SET EXERCISE —
Reproduce the records verbatim from the first line through the line that contains "(1141, 217)", with both of those lines included.

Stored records
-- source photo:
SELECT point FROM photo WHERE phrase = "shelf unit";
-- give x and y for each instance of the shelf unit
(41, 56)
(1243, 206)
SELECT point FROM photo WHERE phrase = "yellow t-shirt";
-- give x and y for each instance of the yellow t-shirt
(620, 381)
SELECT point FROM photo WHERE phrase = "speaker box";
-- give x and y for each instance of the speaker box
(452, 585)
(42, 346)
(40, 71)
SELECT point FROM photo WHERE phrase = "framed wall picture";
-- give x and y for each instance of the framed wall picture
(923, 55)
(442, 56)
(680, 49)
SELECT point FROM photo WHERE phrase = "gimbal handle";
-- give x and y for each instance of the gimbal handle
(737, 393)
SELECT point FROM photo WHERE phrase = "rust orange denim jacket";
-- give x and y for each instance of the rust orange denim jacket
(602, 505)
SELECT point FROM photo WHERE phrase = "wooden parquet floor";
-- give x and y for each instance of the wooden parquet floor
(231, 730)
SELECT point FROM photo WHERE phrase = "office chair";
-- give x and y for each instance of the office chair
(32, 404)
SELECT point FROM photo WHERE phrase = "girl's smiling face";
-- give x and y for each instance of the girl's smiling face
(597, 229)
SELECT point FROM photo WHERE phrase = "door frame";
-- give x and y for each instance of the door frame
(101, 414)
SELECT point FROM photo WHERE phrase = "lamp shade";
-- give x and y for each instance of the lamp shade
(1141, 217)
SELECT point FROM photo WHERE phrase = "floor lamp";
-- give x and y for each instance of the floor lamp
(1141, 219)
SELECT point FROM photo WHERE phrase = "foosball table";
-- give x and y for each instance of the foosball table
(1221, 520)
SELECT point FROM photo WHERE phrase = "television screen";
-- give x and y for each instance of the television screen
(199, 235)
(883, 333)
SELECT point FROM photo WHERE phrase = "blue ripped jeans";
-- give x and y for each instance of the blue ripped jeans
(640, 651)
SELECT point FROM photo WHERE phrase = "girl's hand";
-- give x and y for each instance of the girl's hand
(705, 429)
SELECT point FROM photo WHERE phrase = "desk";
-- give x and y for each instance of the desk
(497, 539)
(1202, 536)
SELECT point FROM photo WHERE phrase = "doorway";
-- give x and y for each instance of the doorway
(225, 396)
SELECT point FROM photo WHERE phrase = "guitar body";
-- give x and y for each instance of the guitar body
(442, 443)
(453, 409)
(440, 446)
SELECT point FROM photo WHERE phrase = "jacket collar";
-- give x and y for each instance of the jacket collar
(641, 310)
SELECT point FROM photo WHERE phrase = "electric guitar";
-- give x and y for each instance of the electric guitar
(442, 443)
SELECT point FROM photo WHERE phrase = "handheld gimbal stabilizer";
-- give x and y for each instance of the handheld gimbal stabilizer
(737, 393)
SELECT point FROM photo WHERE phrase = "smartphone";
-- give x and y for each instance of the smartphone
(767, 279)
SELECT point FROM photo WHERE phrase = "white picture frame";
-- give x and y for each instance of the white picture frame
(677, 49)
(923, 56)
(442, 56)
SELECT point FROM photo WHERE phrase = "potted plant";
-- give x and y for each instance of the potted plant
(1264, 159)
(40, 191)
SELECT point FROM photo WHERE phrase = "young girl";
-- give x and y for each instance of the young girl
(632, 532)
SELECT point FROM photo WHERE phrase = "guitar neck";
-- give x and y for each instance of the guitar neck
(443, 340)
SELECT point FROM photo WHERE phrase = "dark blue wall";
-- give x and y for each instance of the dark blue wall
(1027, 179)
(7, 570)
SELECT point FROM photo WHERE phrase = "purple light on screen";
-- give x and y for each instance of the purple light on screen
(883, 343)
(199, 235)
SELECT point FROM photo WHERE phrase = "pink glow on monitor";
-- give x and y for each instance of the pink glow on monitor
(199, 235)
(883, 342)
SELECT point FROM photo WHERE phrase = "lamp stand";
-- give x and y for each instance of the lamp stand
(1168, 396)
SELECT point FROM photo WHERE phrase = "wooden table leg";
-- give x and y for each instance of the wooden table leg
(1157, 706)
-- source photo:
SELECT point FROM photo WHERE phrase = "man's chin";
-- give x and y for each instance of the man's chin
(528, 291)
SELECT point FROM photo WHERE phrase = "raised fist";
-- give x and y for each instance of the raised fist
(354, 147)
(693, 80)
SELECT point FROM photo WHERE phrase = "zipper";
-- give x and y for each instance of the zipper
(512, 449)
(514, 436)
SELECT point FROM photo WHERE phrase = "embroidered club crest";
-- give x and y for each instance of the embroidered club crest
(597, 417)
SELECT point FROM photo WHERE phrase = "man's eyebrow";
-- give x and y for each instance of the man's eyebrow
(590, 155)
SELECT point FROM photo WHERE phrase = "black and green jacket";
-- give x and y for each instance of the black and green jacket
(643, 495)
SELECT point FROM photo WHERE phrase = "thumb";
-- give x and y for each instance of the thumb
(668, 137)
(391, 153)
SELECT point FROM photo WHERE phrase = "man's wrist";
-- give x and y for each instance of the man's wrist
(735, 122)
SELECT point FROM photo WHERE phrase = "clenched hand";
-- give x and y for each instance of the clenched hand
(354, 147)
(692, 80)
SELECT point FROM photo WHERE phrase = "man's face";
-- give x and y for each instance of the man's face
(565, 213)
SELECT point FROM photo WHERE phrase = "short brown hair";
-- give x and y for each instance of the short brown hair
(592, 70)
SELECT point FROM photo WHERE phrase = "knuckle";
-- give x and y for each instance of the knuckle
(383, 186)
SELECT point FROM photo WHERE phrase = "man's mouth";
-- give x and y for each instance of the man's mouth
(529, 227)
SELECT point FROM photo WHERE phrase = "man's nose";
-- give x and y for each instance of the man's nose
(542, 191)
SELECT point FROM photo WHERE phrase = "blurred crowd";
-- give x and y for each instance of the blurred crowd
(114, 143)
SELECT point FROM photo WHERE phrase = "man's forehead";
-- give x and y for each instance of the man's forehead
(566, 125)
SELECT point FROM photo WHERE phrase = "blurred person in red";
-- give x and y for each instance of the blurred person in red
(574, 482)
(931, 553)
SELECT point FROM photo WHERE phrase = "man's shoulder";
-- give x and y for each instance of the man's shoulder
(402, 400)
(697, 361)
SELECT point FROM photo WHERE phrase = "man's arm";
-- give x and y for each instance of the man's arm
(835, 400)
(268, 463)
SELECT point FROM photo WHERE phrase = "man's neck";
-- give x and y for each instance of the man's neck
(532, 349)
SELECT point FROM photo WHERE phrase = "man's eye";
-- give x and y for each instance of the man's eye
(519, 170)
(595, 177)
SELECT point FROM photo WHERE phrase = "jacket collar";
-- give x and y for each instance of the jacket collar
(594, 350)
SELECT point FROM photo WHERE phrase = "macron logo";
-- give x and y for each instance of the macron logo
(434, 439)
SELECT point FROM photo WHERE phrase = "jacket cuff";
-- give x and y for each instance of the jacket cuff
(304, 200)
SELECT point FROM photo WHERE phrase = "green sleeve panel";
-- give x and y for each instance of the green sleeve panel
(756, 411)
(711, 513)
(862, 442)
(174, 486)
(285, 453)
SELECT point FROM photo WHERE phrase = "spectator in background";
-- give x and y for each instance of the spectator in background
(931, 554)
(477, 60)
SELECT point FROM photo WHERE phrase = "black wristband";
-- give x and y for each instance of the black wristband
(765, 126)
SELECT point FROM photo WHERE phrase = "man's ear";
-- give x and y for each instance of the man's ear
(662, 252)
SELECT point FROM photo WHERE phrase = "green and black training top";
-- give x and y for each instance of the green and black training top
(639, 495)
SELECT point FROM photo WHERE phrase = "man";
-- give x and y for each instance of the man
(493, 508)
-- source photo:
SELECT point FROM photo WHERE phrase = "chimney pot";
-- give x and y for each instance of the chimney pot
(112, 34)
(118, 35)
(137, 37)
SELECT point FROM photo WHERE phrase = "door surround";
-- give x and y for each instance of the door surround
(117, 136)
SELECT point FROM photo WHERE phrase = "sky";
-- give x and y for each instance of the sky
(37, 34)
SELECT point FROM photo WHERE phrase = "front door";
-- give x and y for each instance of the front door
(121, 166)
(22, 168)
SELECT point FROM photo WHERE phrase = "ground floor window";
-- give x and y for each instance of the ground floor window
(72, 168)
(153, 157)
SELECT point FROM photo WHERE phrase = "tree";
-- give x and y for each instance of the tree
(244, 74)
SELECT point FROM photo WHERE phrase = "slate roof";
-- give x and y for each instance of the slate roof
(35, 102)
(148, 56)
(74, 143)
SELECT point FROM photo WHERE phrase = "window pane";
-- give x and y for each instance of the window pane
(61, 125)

FINAL RESULT —
-- source photo:
SELECT point FROM photo WHERE phrase = "shelf unit";
-- give x and y for each instance of the shelf unit
(41, 56)
(1243, 206)
SELECT point FROM photo WHERE phrase = "yellow t-shirt";
-- give x and y for each instance of the yellow t-shirt
(620, 381)
SELECT point FROM photo WHERE phrase = "speaker box";
-- give x and y for each instance of the speaker box
(452, 585)
(42, 346)
(40, 71)
SELECT point FROM photo WHERE phrase = "framed wall picture";
-- give x and y for each instance of the framed wall picture
(923, 55)
(442, 56)
(680, 49)
SELECT point FROM photo WHERE phrase = "gimbal handle";
-- give x and y for each instance of the gimbal handle
(737, 393)
SELECT point FROM photo WHERE phrase = "rust orange denim jacket";
-- give x and y for each instance of the rust orange denim jacket
(602, 505)
SELECT point FROM photo WHERE phrase = "wooden parquet floor";
-- give x and y for each instance of the wooden parquet floor
(231, 730)
SELECT point FROM photo WHERE phrase = "office chair";
-- give x and y for each instance of the office chair
(32, 404)
SELECT point FROM photo WHERE phrase = "girl's smiling face";
-- give x and y for each instance of the girl's smiling face
(597, 229)
SELECT point FROM photo WHERE phrase = "door frame";
-- give x and y for each instance of the door frame
(101, 414)
SELECT point FROM photo WHERE phrase = "lamp shade";
-- give x and y for each instance of the lamp shade
(1141, 217)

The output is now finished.